**TASK PROMPT**
Return each line of the listing below verbatim, omitting the pictures.

Entries on locating named things:
►

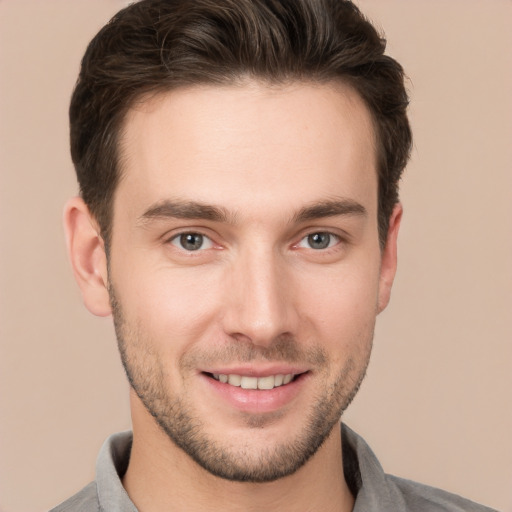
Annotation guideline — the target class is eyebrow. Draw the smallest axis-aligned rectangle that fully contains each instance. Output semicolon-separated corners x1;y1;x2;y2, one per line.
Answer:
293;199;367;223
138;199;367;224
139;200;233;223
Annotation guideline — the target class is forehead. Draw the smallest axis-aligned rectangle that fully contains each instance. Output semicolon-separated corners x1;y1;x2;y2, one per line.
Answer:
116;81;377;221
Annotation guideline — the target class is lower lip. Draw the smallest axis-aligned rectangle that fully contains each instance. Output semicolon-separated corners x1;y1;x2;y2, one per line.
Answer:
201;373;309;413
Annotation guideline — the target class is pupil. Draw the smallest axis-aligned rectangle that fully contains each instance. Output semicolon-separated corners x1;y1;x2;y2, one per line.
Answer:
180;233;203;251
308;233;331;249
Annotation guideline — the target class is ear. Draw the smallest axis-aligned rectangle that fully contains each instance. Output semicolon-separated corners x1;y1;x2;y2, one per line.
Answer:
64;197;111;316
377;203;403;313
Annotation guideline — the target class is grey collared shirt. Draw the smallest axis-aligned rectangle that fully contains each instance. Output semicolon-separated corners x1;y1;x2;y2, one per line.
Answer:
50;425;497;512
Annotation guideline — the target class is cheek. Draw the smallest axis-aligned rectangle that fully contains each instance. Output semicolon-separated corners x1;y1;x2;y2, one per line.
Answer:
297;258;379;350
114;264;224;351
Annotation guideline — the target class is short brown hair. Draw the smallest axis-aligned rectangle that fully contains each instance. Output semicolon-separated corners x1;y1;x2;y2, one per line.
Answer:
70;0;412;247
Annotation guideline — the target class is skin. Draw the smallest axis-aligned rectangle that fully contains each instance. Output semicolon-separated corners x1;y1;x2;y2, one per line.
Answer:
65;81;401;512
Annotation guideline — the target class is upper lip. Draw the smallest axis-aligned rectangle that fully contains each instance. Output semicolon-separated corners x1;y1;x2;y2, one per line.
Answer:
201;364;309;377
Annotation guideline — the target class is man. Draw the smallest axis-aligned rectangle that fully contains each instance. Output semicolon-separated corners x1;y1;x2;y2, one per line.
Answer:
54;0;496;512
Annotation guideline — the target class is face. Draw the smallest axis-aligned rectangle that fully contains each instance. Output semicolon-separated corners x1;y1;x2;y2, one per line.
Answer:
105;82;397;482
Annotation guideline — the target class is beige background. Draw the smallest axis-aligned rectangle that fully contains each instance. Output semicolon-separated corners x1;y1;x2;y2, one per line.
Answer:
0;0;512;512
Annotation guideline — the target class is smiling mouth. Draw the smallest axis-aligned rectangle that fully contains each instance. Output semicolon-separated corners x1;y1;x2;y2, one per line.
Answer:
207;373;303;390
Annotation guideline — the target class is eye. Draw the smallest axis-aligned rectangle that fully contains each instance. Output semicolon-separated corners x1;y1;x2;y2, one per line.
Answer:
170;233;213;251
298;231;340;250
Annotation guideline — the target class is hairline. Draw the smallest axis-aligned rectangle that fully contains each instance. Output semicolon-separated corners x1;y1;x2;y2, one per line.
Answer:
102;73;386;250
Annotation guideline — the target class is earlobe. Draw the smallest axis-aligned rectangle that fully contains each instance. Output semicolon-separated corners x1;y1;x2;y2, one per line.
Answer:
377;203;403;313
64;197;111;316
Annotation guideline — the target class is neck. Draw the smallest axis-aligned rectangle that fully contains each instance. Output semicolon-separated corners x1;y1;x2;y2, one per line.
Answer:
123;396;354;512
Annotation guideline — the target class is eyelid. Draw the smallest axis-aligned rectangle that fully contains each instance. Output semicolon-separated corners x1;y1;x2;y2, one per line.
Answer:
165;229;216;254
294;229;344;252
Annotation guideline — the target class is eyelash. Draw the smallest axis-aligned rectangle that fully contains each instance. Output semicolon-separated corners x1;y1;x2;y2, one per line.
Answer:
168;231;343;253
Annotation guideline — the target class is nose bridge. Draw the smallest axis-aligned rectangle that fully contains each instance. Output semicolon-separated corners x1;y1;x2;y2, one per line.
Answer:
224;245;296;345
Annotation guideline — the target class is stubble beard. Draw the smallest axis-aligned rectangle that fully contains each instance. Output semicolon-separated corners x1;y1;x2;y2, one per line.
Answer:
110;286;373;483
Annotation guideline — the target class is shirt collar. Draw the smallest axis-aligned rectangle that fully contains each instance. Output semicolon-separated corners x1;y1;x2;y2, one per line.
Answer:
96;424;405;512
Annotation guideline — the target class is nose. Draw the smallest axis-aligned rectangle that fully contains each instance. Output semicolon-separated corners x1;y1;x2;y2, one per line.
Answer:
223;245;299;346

◄

**RESULT BELOW**
Annotation guideline — the target class is eyebrow. Draw the smallest axis-aligned rectangle that fully contains each instance. Output semicolon-separated corners x1;y1;x2;y2, one per line.
Answer:
293;199;367;223
138;199;367;224
139;200;233;223
Annotation guideline — the target class is forehead. Draw the smallest axis-aligned rectangle that fully contains each instance. Output semicolon-separated corners x1;y1;x2;y2, one per line.
Answer:
116;81;377;221
Annotation guideline — the target class is lower lip. Draw the smallest axis-aligned rectangle that fully contains each instance. Output semicolon-separated corners x1;y1;x2;y2, one per line.
Answer:
201;373;309;413
Annotation guideline — the target class is pupil. Draw the smallest axis-aligned rectangle that fully contains each instance. Output semicolon-separated corners x1;y1;x2;y2, one per line.
Answer:
180;233;203;251
308;233;331;249
Annotation guideline — the target class is ear. Draw the smallest axis-aligned rectangle that fully contains each instance. Output semicolon-separated corners x1;y1;x2;y2, one per line.
Answer:
64;197;111;316
377;203;403;313
Annotation guideline — the target class is grey collared shirt. Draw the smallest axis-aligned rectangle that fully contains each instance. Output semicolon-separated corners x1;y1;x2;y2, one per line.
Answer:
50;425;497;512
Annotation guideline — the target class is cheek. Draw the smallest axis-aligned rectangle that fully contains each instance. Output semicolon-separated corners x1;y1;x2;y2, one per line.
Answer:
297;258;379;350
114;264;224;351
Annotation guideline — the target class is short brown hair. Draw the smallest axis-aligned rectangle that fully contains each instance. Output semicolon-separated corners x1;y1;x2;y2, one per line.
Answer:
70;0;412;247
Annotation guideline — the target class is skin. Draw the smallest axis-aligned rectangle that fully contains each instance. Output semicolon-separated corners x1;y1;x2;y2, one per line.
Answer:
65;81;401;512
Annotation guideline — the target class is upper lip. Draw the smallest axis-aligned rectangle that fully contains each instance. Output semicolon-separated corners x1;y1;x2;y2, one per line.
Answer:
201;364;309;377
Annotation guideline — the target class is man. Draw the smallest axis-aligned rectangle that fully contains each instance. Output semicolon-separated corners x1;y1;x2;y2, one per line.
Answer:
54;0;496;512
Annotation guideline — the target class is face. Draw the smallest axis-aligned rectangle that fully contains each instance. Output semicolon-separated corners x1;y1;x2;y2, one per line.
Answer:
105;82;397;482
Annotation guideline — the target class is beige background. Draw the smallest axis-aligned rectangle that fully contains each instance. Output semicolon-separated corners x1;y1;x2;y2, one per line.
Answer:
0;0;512;512
Annotation guideline — the target class is smiling mouth. Draw the smallest axis-aligned rectangle that fully contains each instance. Output semicolon-separated corners x1;y1;x2;y2, one per line.
Answer:
207;373;303;390
Annotation guideline — the target class is eye. Draw the smallest axis-aligned rectangle that fully contains each instance. Output semicolon-separated corners x1;y1;x2;y2, one per line.
Answer:
170;233;213;251
298;231;340;250
Annotation guideline — the target class is hairline. Draw the smallest axis-aligned rectangle that fully contains each instance. Output semicolon-separated corners x1;y1;x2;y2, one per line.
Answer:
102;73;386;250
Annotation guideline — the target class is earlobe. Draw the smallest axis-aligned rectangle that fully contains each instance. Output semicolon-separated corners x1;y1;x2;y2, one per line.
Answer:
377;203;403;313
64;197;111;316
Annotation guideline — the target class is neck. Draw the smallest axis-aligned rectangle that fully contains each instance. Output semicolon-separated corners x1;y1;x2;y2, one per line.
Answer:
123;396;354;512
Annotation guideline — the target class is eyelid. Draw the smallest axis-aligned rectangle that fully contains each instance. Output semicolon-separated corners x1;y1;x2;y2, one per line.
Answer:
165;229;216;254
294;229;344;252
Annotation guideline — the target class is eyelash. Draw the smallest axis-aligned rectangle that fully contains each instance. Output semicolon-separated corners x1;y1;x2;y2, one per line.
Answer:
168;231;343;253
Annotation guideline — the target class is nose bridge. Draw the smallest axis-aligned rectangle that fully contains each instance. Output semicolon-separated corners x1;y1;x2;y2, one per line.
Answer:
224;245;296;345
Annotation guideline — the target class is stubble beard. Draw the smallest axis-aligned rectangle that fully contains each instance. Output semicolon-separated corners x1;y1;x2;y2, one per line.
Answer:
110;286;373;483
Annotation guideline — the target class is shirt collar. Draw the smallest axis-aligned rectangle that fully contains each instance. Output semicolon-separated corners x1;y1;x2;y2, one per line.
Answer:
96;424;405;512
Annotation guideline — the target class is nose. Draw the smallest axis-aligned rectangle that fully contains each instance. Output semicolon-separated corners x1;y1;x2;y2, one per line.
Answer:
223;245;299;346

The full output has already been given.